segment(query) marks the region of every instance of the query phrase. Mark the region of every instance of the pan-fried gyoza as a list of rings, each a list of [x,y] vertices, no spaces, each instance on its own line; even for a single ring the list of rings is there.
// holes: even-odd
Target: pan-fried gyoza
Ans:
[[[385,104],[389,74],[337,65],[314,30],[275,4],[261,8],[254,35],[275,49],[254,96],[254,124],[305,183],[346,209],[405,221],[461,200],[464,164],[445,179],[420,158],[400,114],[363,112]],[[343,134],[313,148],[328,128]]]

--- DIRECTIONS FOR THIS TASK ---
Update the records above so that every "pan-fried gyoza" reads "steamed gyoza", and give all their lines again with nothing else changed.

--- FINISHED TASK ---
segment(query) marks the region of every instance of the query phrase. Mark the region of every instance of the steamed gyoza as a list of rings, each a list of [x,y] vertices, no spaces, each instance on its own line; even for a single ring the list of rings is there.
// holes: even-odd
Target: steamed gyoza
Ans:
[[[385,104],[389,74],[337,65],[314,30],[275,4],[261,8],[254,35],[275,49],[254,96],[254,124],[305,183],[346,209],[405,221],[461,200],[464,164],[445,179],[420,158],[400,114],[363,112]],[[343,134],[313,148],[328,128]]]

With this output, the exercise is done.